Start of PASSAGE TO READ

Crime - Sacto 911

Sacramento bank robbery suspect who died fleeing police identified

The bank robbery suspect who died Friday after his vehicle struck a tree during a police pursuit has been identified by the Sacramento County Coroner’s Office.

Michael Parker, 45, of Sacramento died just after 5:00 p.m. when his silver car hit a tree on 30th Street, south of C Street, causing the vehicle to flip.

Sacramento police spokesman Officer Doug Morse said Parker entered a bank at 48th and J streets at 4:34 p.m. and passed a note to the teller demanding money and indicating that he would take hostages if his demands were not met.

Morse said police officers arrived quickly and the suspect drove off with officers in pursuit. The suspect entered the northbound Capital City Freeway at one point, where he reached speeds of 70 mph, then exited on 30th Street. On 30th just south of C Street, the vehicle, a four-door sedan, hit a tree.

Morse said officers involved in the pursuit reported that the suspect ran red lights but traveled at moderate speeds on city streets, slowing at intersections.

“Any time we’re involved in a vehicle pursuit, it’s tense for everyone involved,” Morse said. “Our first priority is the safety of the public.”

It was fortunate, he said, that no one else was injured or involved in the crash.

Residents in the area of 30th and C streets were shaken.

“We heard the crash,” said Cheryl Uhl, who lives on 30th across from the crash scene. “I thought, ‘Oh, my God, they hit my car.’ It was so close.”

Uhl said she headed outside and saw police getting out of their cars with guns drawn. Officers told her to go back inside.

End of PASSAGE TO READ

GIVEN PROBLEM A:
Write down the passage of the Sacramento bank robbery report from "Morse said officers" to "in the crash.", copying it word for word.
The news report and the records have no connection to each other.

Start of RAW RECORDS

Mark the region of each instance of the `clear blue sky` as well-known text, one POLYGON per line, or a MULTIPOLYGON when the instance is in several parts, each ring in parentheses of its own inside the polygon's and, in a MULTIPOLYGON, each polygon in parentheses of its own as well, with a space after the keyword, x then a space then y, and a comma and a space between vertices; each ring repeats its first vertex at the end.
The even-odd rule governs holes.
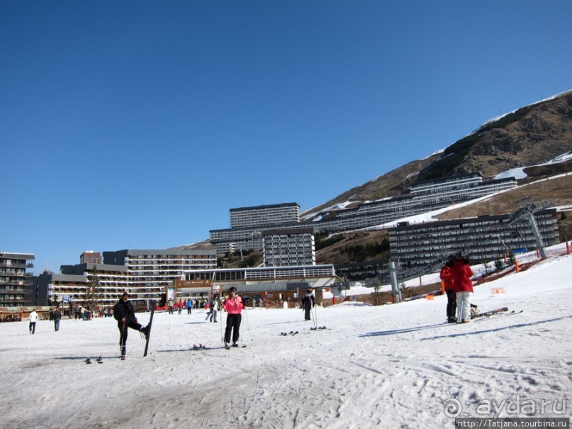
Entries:
POLYGON ((310 208, 572 89, 569 0, 3 0, 0 250, 33 272, 310 208))

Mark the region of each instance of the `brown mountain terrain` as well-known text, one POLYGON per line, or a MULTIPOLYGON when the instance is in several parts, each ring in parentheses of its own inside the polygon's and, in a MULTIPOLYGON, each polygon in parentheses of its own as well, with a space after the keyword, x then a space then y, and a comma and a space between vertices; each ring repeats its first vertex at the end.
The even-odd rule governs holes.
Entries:
MULTIPOLYGON (((525 179, 518 180, 520 185, 526 186, 449 211, 439 218, 512 213, 527 197, 539 207, 550 201, 553 203, 549 205, 572 206, 572 161, 547 164, 567 153, 572 153, 572 91, 490 121, 444 150, 352 188, 304 214, 317 214, 327 207, 348 201, 358 205, 364 201, 406 194, 409 186, 417 182, 468 172, 479 172, 486 179, 516 168, 522 168, 527 174, 525 179), (563 175, 542 180, 556 174, 563 175)), ((569 239, 572 238, 572 214, 567 216, 562 212, 559 216, 561 238, 569 239)), ((386 230, 340 235, 339 240, 333 244, 320 246, 316 255, 318 263, 339 264, 388 257, 386 250, 380 250, 387 238, 386 230)), ((319 244, 320 240, 318 241, 319 244)), ((250 255, 249 262, 249 266, 262 262, 262 255, 250 255)), ((244 261, 231 257, 224 263, 230 267, 244 261)))
MULTIPOLYGON (((407 193, 413 184, 478 172, 485 179, 507 170, 544 164, 572 151, 572 91, 490 121, 442 152, 413 161, 313 208, 318 213, 347 201, 359 204, 407 193)), ((563 165, 529 167, 529 177, 572 171, 563 165)))

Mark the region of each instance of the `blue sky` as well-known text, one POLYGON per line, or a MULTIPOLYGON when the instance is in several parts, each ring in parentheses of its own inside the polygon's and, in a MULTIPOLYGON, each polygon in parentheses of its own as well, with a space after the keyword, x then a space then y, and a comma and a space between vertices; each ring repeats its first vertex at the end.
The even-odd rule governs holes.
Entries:
POLYGON ((572 89, 572 2, 0 2, 0 250, 35 274, 302 210, 572 89))

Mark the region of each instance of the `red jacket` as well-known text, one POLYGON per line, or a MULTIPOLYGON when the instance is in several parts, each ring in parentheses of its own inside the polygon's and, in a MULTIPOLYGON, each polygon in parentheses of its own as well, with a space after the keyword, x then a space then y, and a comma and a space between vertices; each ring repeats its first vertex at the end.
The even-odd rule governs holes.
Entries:
POLYGON ((229 314, 240 314, 242 307, 242 299, 238 296, 234 299, 228 298, 225 301, 224 308, 229 314))
POLYGON ((457 292, 472 292, 473 282, 471 277, 473 276, 473 270, 471 266, 462 260, 456 260, 453 264, 453 291, 457 292))
POLYGON ((454 282, 453 280, 453 271, 451 269, 451 267, 449 265, 444 266, 443 268, 441 269, 440 277, 445 286, 445 289, 452 289, 454 282))

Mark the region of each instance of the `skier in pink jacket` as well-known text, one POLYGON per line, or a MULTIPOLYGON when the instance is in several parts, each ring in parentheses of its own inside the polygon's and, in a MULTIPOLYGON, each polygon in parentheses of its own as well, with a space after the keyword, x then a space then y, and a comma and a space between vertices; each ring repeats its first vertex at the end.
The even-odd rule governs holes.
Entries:
POLYGON ((237 341, 240 336, 240 321, 242 318, 242 299, 236 294, 236 288, 231 287, 228 291, 229 296, 225 301, 224 308, 228 313, 226 317, 226 330, 225 330, 225 347, 228 347, 230 343, 230 331, 232 331, 232 347, 238 347, 237 341))

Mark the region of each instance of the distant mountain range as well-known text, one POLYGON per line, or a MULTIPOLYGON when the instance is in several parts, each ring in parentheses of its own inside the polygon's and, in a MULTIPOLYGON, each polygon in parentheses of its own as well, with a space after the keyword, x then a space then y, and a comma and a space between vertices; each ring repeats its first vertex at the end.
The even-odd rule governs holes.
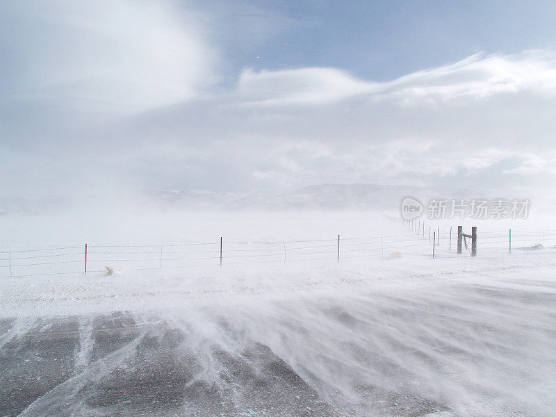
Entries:
POLYGON ((471 190, 445 190, 407 186, 322 184, 288 193, 236 194, 216 191, 157 190, 156 200, 172 206, 205 209, 343 210, 397 209, 408 196, 423 204, 432 198, 486 198, 471 190))

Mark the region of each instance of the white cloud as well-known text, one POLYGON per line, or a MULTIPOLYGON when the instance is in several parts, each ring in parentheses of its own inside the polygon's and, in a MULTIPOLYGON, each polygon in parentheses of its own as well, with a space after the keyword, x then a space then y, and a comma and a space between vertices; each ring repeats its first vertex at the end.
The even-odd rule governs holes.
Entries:
POLYGON ((3 2, 0 47, 22 71, 13 97, 130 112, 192 97, 213 76, 214 51, 174 0, 3 2))

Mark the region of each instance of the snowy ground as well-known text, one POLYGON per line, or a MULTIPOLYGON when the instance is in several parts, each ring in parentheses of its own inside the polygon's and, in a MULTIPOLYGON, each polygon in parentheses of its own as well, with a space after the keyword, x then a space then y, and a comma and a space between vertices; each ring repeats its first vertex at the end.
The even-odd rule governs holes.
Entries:
POLYGON ((553 416, 556 250, 437 254, 3 279, 0 416, 553 416))

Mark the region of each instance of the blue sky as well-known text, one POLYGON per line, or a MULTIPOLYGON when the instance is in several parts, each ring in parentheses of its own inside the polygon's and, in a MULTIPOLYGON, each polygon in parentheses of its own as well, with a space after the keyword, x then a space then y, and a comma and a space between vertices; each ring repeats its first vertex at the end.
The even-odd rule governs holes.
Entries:
POLYGON ((217 13, 230 79, 254 70, 334 67, 386 81, 477 51, 555 46, 553 1, 200 2, 217 13), (222 10, 222 9, 224 9, 222 10))
POLYGON ((0 24, 3 196, 556 180, 550 1, 25 0, 0 24))

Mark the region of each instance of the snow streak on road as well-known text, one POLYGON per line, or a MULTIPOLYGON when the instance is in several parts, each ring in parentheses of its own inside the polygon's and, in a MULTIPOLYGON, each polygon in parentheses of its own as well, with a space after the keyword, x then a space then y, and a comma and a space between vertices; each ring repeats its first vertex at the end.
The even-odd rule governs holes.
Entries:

End of RAW RECORDS

GIVEN PROBLEM B:
Extract the contour labeling records verbatim, from their first line to the line with "POLYGON ((310 208, 572", and omit the pictures.

RIGHT ANSWER A:
Morse said officers involved in the pursuit reported that the suspect ran red lights but traveled at moderate speeds on city streets, slowing at intersections.

“Any time we’re involved in a vehicle pursuit, it’s tense for everyone involved,” Morse said. “Our first priority is the safety of the public.”

It was fortunate, he said, that no one else was injured or involved in the crash.

RIGHT ANSWER B:
Mark the region of each instance of the `clear blue sky` as well-known text, one POLYGON per line, or a MULTIPOLYGON when the instance is in several parts, each ring in parentheses of its own inside the polygon's and, in a MULTIPOLYGON, each polygon in parentheses of its own as well, with a space after the keyword, x then a space then y, and a comma and a space between vertices; each ring repeats its first vertex at the end.
The even-odd rule governs holes.
Entries:
POLYGON ((310 208, 572 89, 569 0, 3 0, 0 250, 33 272, 310 208))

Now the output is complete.